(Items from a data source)

· · · · · · ·

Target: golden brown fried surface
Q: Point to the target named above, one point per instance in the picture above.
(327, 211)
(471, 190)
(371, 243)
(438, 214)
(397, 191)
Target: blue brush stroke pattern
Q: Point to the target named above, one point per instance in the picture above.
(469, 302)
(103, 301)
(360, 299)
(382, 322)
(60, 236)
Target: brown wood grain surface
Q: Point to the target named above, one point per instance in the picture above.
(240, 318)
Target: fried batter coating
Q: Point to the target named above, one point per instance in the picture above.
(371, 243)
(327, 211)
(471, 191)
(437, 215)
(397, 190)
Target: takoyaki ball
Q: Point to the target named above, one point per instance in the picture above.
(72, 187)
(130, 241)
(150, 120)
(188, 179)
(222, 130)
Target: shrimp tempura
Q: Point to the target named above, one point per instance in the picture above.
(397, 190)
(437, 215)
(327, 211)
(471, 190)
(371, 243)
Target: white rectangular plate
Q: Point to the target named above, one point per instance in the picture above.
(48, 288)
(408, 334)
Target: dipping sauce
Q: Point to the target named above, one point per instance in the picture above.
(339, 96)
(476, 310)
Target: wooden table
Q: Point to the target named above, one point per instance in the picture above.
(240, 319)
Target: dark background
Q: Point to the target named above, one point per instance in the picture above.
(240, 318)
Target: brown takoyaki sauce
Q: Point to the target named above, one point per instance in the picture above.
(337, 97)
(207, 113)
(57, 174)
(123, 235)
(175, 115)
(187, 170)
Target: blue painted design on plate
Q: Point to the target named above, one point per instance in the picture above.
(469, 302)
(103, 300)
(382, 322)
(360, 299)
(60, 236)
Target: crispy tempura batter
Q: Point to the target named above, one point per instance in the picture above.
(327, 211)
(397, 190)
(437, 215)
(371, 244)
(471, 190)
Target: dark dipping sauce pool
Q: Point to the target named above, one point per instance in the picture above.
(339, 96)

· · · · · · ·

• _WORK INSTRUCTIONS_
The data above must be returned in full, exactly as written.

• _EXERCISE RESPONSE_
Target: golden brown fried surface
Q: Point to the target named above, one point per instance in the picture above.
(327, 211)
(471, 190)
(371, 243)
(438, 214)
(397, 191)
Target: blue brush stroke pattern
Q: Point to the target named above, one point per instance in the picture above.
(469, 302)
(103, 301)
(360, 299)
(382, 322)
(60, 236)
Target: brown wood grain surface
Q: Point to the target named above, one point per instance in the picture above.
(240, 318)
Target: fried batter coating
Q: Point to the target named above, one point per instance in the picture above.
(371, 243)
(327, 211)
(471, 191)
(437, 215)
(397, 190)
Target: takoyaki ball
Q: Point to the target named above, one point per instance in the picture above.
(72, 187)
(130, 241)
(150, 120)
(188, 179)
(222, 130)
Target: shrimp tempura
Q: Point to the target named above, one point per instance in the picture above.
(397, 190)
(437, 215)
(327, 211)
(471, 190)
(371, 243)
Target: white rectangular plate
Q: Point to the target named above, one point per instance in the picture above.
(48, 288)
(408, 334)
Target: dipping sauce
Q: Point to the target named above, one point per instance in the picture above.
(339, 96)
(476, 310)
Target: wooden table
Q: Point to the target named above, one point per instance in the picture above.
(240, 319)
Target: dark background
Q: Point to the target named above, one point per instance in the picture above.
(240, 318)
Target: brown takoyaki sauce
Q: Point to the target named above, one point per instance in the picture above.
(337, 97)
(207, 113)
(57, 174)
(123, 235)
(175, 115)
(187, 170)
Target: blue painted design on plate
Q: Point to the target named above, one point per instance in the picture above.
(469, 302)
(103, 300)
(382, 322)
(360, 299)
(60, 236)
Target: crispy tempura batter
Q: Point to the target named above, one point per instance in the picture above.
(327, 211)
(397, 190)
(437, 215)
(371, 244)
(471, 190)
Target: dark dipping sauce pool
Q: Point to the target named above, one point per instance in the picture above.
(339, 96)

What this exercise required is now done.